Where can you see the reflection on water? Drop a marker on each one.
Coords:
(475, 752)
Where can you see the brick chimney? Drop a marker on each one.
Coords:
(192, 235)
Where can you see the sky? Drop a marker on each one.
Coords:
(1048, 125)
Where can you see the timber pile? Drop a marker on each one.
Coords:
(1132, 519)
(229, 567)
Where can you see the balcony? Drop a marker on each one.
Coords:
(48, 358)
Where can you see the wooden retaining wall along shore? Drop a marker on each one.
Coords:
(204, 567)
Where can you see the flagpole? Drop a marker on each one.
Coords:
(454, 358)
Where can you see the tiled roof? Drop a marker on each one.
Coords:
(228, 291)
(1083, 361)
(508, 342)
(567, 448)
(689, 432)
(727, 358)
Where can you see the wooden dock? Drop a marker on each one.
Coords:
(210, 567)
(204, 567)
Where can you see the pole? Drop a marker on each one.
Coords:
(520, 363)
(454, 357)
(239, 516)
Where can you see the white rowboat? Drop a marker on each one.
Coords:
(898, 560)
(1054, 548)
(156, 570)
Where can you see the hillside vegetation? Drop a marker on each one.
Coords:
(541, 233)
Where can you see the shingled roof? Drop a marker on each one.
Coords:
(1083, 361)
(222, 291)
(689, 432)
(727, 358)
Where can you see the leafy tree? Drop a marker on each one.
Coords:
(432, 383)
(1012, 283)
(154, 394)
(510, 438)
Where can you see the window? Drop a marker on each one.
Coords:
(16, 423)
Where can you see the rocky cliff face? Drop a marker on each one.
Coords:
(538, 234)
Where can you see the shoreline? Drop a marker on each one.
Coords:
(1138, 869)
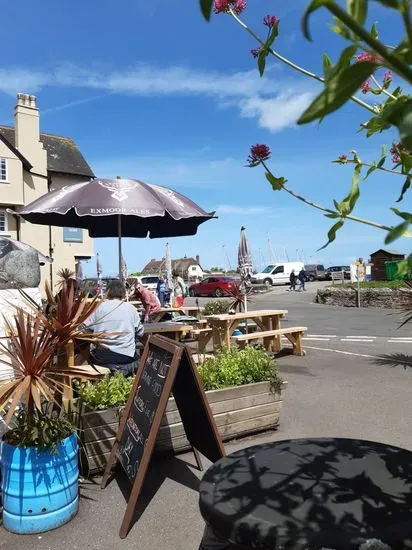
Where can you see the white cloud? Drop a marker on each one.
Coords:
(242, 210)
(279, 112)
(275, 102)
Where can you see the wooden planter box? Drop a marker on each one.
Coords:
(238, 411)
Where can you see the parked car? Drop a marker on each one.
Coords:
(277, 274)
(315, 272)
(218, 285)
(335, 268)
(91, 285)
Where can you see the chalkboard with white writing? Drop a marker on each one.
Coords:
(165, 366)
(155, 371)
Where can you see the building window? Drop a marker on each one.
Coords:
(3, 169)
(3, 222)
(72, 235)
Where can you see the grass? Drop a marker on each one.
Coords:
(371, 284)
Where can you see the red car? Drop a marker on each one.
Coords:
(217, 285)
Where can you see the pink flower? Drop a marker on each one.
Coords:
(258, 153)
(366, 56)
(396, 149)
(270, 21)
(366, 87)
(223, 6)
(256, 51)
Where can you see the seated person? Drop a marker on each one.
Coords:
(149, 300)
(118, 351)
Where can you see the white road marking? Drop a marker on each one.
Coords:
(356, 337)
(356, 340)
(344, 352)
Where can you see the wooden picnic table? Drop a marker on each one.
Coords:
(168, 329)
(224, 325)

PROBLEM - Determine the count of lines in the data above with the string "roof" in them, and give that count alone.

ANSWER BOX - 2